# Chacoan Growth Rate



## sashiscrazy4tegus (Oct 22, 2014)

Hey Everyone,

I have a male Chacoan Tegu named " Meat loaf". His birthday was July 2014.
I have had him a little over 1 month and was pretty surprised by the amount of growing he has done within that time. Just checking to see what everyone else has ran into?

When I first had him he was 10 inchs. 2 weeks roughly later he is measuring at 13 inches and now he is just under 16 inches. He loves his food, great healthy eater and very active. I was just thrown by the quick growth within the time frame I have shared with him so far. Any thoughts ?

Other then this is just a riot to have. I think he is the very best gift I could have ever received. He is so extremely nice to his mama, not so male friendly but loves his mama


----------



## Bubblz Calhoun (Oct 22, 2014)

_Tegus grow fast, most people don't believe how fast until they see it for themselves. _


----------



## Josh (Oct 22, 2014)

Sounds about right. Very fast growers! Would love to see some photos of the growth progress! Glad you're enjoying your tegu so much.


----------



## sashiscrazy4tegus (Oct 22, 2014)

Thank you guys. Glad to see that sounds normal. Was not sure if I was over feeding the bugger lol. He loves his food ! hense the name MEATLOAF lol he is fitting well into his name. I will take some photos and post : )


----------



## Ralph DeMayo (Oct 22, 2014)

That's great that you guys are getting along  These animals are really great when handled and cared for with the proper husbandry. If you get a chance look at my guy on my hand in the profile pic which was in March of 2014 and check him out 7 months later in my recent post at 8 months. Crazy growth in the first year if kept and fed properly.


----------



## sashiscrazy4tegus (Oct 23, 2014)

**ENTRIES:**

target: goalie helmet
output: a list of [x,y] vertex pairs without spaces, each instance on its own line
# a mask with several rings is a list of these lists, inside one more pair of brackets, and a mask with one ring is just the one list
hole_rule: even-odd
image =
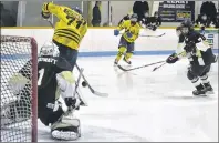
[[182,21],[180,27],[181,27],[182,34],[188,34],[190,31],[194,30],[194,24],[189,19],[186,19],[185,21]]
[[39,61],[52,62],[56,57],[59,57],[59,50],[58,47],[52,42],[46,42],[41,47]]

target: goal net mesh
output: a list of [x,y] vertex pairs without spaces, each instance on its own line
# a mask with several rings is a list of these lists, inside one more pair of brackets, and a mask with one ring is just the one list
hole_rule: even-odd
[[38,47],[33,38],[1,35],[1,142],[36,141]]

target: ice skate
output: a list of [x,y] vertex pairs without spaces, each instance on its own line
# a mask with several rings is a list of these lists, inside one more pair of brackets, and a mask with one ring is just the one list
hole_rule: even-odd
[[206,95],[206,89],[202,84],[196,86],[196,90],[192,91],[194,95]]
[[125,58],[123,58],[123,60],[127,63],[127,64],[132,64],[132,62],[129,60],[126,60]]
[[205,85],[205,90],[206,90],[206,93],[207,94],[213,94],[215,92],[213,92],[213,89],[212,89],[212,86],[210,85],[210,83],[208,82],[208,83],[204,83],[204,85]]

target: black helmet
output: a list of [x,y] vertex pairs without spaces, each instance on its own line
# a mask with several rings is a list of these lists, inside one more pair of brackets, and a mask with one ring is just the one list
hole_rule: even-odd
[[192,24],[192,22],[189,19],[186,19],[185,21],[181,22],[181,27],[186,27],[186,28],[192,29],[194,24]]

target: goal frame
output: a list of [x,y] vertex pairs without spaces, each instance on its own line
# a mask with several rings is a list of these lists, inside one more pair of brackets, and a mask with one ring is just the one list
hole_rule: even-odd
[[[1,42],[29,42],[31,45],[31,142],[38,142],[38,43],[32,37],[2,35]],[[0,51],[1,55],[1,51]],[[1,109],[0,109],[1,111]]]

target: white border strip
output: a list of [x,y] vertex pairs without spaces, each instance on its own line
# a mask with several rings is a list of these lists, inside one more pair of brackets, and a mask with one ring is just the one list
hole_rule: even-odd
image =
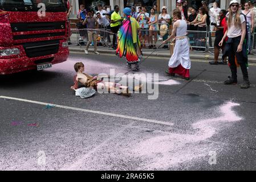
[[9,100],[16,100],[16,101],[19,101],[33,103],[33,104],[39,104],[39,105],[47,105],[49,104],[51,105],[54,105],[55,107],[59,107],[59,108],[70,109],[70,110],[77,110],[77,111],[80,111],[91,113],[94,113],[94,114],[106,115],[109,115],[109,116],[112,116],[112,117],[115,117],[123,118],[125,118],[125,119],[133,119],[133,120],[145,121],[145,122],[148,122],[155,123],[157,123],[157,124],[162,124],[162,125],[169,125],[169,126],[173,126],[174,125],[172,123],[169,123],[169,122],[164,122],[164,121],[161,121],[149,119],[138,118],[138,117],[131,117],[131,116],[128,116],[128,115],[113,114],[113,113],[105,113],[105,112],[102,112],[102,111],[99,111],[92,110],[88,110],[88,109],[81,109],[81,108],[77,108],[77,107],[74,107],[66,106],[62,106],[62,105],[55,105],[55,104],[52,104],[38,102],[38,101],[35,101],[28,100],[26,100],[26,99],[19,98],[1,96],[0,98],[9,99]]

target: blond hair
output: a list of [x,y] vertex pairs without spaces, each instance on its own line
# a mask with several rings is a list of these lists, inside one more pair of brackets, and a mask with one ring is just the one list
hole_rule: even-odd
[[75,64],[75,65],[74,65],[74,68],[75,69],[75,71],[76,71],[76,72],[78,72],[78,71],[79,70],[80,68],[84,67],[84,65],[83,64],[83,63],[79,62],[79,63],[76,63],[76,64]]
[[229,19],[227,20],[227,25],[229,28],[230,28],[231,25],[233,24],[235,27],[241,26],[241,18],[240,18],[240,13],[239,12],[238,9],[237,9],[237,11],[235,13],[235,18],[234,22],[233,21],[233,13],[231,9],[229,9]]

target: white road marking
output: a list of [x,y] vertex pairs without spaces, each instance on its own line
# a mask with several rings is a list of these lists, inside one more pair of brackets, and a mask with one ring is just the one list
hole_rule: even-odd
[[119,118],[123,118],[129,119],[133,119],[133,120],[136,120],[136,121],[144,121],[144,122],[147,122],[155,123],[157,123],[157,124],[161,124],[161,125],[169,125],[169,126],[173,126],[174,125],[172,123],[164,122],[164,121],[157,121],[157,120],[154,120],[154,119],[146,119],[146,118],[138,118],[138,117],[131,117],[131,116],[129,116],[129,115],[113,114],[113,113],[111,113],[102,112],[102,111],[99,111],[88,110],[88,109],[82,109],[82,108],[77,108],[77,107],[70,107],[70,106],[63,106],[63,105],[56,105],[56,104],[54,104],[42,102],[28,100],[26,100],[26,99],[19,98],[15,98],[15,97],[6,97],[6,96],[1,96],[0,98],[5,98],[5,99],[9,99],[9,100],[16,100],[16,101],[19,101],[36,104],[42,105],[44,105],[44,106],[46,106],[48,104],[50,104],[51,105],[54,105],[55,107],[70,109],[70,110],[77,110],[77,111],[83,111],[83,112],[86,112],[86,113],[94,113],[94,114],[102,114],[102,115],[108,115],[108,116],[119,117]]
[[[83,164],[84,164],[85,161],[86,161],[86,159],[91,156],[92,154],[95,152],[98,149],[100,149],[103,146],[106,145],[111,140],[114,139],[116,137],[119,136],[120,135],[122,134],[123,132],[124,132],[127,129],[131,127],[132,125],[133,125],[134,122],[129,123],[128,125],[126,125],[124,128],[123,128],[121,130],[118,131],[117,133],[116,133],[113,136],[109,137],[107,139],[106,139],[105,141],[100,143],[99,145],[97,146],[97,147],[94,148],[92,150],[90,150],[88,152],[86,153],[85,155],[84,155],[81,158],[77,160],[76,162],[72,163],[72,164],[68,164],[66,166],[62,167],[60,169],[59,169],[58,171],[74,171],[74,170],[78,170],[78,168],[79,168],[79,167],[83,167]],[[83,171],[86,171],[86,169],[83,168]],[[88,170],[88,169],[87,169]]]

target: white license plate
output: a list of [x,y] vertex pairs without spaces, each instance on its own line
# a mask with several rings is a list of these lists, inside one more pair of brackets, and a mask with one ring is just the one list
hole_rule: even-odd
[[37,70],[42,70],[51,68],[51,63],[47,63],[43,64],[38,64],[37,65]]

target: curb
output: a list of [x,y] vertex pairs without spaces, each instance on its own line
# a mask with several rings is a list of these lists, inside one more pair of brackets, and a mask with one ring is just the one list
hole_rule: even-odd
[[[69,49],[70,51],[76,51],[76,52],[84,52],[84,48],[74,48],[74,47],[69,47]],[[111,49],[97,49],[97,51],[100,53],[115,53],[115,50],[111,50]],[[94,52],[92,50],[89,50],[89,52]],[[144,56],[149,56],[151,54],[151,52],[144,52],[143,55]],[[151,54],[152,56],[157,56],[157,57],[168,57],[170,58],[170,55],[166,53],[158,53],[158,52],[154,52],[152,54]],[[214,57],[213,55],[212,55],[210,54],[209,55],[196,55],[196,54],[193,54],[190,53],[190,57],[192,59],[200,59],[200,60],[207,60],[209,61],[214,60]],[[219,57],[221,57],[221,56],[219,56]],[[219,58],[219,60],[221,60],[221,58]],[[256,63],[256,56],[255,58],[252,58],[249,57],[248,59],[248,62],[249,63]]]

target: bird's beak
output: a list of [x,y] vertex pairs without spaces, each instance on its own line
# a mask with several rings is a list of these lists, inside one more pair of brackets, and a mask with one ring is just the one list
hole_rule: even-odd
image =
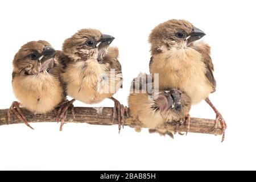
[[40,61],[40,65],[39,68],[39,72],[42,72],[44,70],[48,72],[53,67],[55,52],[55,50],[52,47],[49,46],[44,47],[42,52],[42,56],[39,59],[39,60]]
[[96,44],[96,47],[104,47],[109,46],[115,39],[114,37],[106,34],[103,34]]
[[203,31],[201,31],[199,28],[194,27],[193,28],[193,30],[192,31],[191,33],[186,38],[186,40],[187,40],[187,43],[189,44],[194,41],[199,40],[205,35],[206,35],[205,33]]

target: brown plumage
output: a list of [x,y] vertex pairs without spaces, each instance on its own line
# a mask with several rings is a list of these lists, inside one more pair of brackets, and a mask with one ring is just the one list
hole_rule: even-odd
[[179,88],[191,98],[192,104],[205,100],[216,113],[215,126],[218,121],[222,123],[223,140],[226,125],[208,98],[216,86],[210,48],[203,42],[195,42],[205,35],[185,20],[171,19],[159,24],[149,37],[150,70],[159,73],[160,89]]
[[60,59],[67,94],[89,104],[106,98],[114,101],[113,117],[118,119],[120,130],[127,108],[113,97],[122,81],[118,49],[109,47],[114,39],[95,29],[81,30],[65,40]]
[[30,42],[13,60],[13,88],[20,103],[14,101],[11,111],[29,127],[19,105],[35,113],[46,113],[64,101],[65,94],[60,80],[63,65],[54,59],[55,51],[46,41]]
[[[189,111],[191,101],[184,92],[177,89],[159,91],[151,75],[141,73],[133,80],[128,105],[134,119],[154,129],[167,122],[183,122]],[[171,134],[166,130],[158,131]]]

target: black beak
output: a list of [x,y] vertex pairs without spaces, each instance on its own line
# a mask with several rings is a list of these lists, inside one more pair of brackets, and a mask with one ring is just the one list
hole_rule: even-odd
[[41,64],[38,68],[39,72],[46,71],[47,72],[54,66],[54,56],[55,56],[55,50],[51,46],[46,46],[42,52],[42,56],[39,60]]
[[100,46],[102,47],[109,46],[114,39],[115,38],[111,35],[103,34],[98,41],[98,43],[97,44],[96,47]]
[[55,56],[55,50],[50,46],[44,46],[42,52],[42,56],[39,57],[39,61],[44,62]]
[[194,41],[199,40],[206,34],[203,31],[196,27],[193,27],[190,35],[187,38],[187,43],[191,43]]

**GIVEN PROBLEM A:**
Answer these about the tegu growth thread:
(i) How long was Meat loaf when the owner first had him?
(ii) What worry does the original poster say the replies put to rest?
(iii) How old was Ralph DeMayo's tegu in his recent post?
**GIVEN PROBLEM B:** Can you retype the tegu growth thread between "Thank you guys." and "DeMayo (Oct 22, 2014)", inclusive?
Use only the tegu growth thread for what follows, not the records.

**EXERCISE RESULT A:**
(i) 10 inches
(ii) That they might be overfeeding him
(iii) 8 months

**EXERCISE RESULT B:**
Thank you guys. Glad to see that sounds normal. Was not sure if I was over feeding the bugger lol. He loves his food ! hense the name MEATLOAF lol he is fitting well into his name. I will take some photos and post : )


----------



## Ralph DeMayo (Oct 22, 2014)